Até aí, nada demais... Não é
o formato que mais me atrai, mas vamos em busca dos
porquês para ele... No seu retrato de um dia a
dia sufocante da vida de uma dona de casa com seus dois
filhos pequenos e marido, trabalhando em dois empregos,
estafada e sem dinheiro, o filme até encontra
alguma ressonância no trabalho da atriz e no retrato
sem tantas tintas mal marcadas desta vida "tristemente
comum", admirável no que se posiciona distante
da imagem da "middle America" que
se quer sempre vender. Isso tudo podia construir um
filme de interesse, ainda que eventualmente limitado,
mas Henry claramente tem outras ambições,
que se manifestam de duas maneiras: a primeira, com
a incessante (desde antes da primeira imagem, no som
dos créditos) vontade de inserir esta história
no hoje através dos sinais mais óbvios
(discursos onipresentes de Bush, TV passando Guerra
do Iraque sem parar etc); a segunda, com uma intrigante
mudança de foco repentina da história,
através de esquisitíssimas visões
que a personagem tem em sua estafa (do quarto vazio
que dá título ao filme), e que acabam
levando a um corte repentino na narrativa do filme,
levando-a dos subúrbios de Houston a perambular
pelas ruas de Nova York, na busca deste tal "quarto".
É verdade que esta segunda característica
dá uma mudança tão inesperada ao
filme que nos coloca numa salutar incapacidade de saber
onde o filme vai exatamente. No entanto, o problema
principal é que o domínio da linguagem
e da estética por parte de Henry é bastante
limitado, e esta virada fica sendo vista lá de
longe, como algo muito mais do diretor do que da personagem.
Parece tudo muito bem pensado para "surpreender",
e por isso mesmo a surpresa até acontece, mas
satisfaz muito pouco por si só. O filme pretensamente
ganha tons lynchianos, ganha perambulações
menos narrativas, mas isso por si só não
resolve o fato de que aquilo que se passa na tela não
nos interessa tanto assim. Claro, entendemos porque
ele faz isso (o que fica claro como uma mediação
entre os dois pontos aqui mencionados - caracterizar
a crise da personagem como uma crise da atualidade nos
EUA) mas, fora do entendimento racional, pouco acontece.
Então temos Henry como o exemplo de um diretor
tentando fazer algo novo no meio de um sistema tão
batido, mas que patina na sua própria "novidade",
e não consegue dar conta dela. Novidade por si
mesma, não é muito.

## Registros de dados

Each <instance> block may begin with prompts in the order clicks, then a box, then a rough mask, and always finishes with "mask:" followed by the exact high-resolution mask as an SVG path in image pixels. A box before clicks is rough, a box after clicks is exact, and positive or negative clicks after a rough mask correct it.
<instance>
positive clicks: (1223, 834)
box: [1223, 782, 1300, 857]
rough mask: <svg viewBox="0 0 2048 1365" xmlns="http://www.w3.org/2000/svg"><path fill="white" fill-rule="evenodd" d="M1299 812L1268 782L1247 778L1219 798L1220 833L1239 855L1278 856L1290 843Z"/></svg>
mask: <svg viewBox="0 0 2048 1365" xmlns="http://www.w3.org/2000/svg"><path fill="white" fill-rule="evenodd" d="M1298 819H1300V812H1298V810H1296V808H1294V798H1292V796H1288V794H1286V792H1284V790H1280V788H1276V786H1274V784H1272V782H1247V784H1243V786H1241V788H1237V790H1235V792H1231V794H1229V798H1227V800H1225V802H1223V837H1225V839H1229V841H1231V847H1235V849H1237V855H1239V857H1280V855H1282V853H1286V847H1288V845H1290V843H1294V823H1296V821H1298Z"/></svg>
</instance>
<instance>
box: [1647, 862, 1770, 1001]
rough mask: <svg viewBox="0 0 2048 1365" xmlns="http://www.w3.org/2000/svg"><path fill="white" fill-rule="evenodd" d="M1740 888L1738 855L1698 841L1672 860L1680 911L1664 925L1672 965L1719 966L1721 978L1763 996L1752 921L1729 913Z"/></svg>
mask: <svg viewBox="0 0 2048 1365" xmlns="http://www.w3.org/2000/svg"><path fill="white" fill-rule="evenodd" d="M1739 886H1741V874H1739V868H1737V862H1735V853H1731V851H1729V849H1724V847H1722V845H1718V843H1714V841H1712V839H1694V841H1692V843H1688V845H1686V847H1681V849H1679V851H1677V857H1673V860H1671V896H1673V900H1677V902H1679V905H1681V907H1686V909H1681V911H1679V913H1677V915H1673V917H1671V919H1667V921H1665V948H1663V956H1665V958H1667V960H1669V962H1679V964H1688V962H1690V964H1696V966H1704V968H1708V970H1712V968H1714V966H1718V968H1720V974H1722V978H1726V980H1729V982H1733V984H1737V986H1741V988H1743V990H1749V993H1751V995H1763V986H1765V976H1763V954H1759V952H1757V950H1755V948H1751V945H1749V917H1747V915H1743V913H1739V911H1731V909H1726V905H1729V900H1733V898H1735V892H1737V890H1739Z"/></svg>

## Tarefas
1/ Reproduza as linhas da listagem começando pela linha que contém "</instance>" e seguindo até o fim da listagem, com as duas pontas incluídas.
2/ Por favor, dê continuidade à crítica do filme a partir do ponto em que ela termina.

## Resultados das tarefas
1/
</instance>
<instance>
box: [1647, 862, 1770, 1001]
rough mask: <svg viewBox="0 0 2048 1365" xmlns="http://www.w3.org/2000/svg"><path fill="white" fill-rule="evenodd" d="M1740 888L1738 855L1698 841L1672 860L1680 911L1664 925L1672 965L1719 966L1721 978L1763 996L1752 921L1729 913Z"/></svg>
mask: <svg viewBox="0 0 2048 1365" xmlns="http://www.w3.org/2000/svg"><path fill="white" fill-rule="evenodd" d="M1739 886H1741V874H1739V868H1737V862H1735V853H1731V851H1729V849H1724V847H1722V845H1718V843H1714V841H1712V839H1694V841H1692V843H1688V845H1686V847H1681V849H1679V851H1677V857H1673V860H1671V896H1673V900H1677V902H1679V905H1681V907H1686V909H1681V911H1679V913H1677V915H1673V917H1671V919H1667V921H1665V948H1663V956H1665V958H1667V960H1669V962H1679V964H1688V962H1690V964H1696V966H1704V968H1708V970H1712V968H1714V966H1718V968H1720V974H1722V978H1726V980H1729V982H1733V984H1737V986H1741V988H1743V990H1749V993H1751V995H1763V986H1765V976H1763V954H1759V952H1757V950H1755V948H1751V945H1749V917H1747V915H1743V913H1739V911H1731V909H1726V905H1729V900H1733V898H1735V892H1737V890H1739Z"/></svg>

2/
Já o caso de Im Sang-soo é diferente:
se partimos da forma, The president`s last bang
pode impressionar pouco como novidade. Passando como
um filme de gênero, como um policial político,
o filme poderia apenas nos fazer reconhecer o impressionante
domínio de linguagem (embora isso já não
nos surpreenda mais nem um pouco no cinema coreano -
ou oriental como um todo), ou mais ainda a capacidade
de articular com clareza e inteligência uma intrincada
teia de relações políticas ou pessoais
da alta esfera do poder sul-coreano. Mas, isso seria
uma leitura apenas superficial daquilo que Im realmente
faz, e que isso sim é incrivelmente deflagrador:
ele simplesmente cria um filme de gênero a partir
de uma das principais intrigas políticas da história
recente do seu país (o que, se já seria
feito impressionante em qualquer lugar, parece especialmente
assim na Coréia), não só dando
todos os nomes aos bois, como tratando com um sem cerimônia
impressionante esta história e pessoas. Seria
como, pra fazermos um paralelo nosso, uma reconstituição
do caso PC Farias no registro do filme de gênero
- embora a idéia pareça atraente, conseguimos
saber quão complicado seria lidar com isso desta
maneira. Im não só faz isso brilhantemente,
num filme de uma hora e quarenta e cinco que passa como
se tivesse meia hora (enquanto o filme de Kyle Henry
tem uma hora e quinze que passam como 3 horas), como
o faz com um tom muitas vezes francamente chanchadesco
(que desemboca na irônica narração
em off final) que debocha com precisão de toda
e qualquer forma de autoridade possível. Seu
retrato do patético das instituições
não é nunca simplesmente bobo, e sim surpreendente,
vivo.
Entre os dois filmes, a lição óbvia:
surpreender e fazer o novo não é questão
de fórmulas, e sim de talento.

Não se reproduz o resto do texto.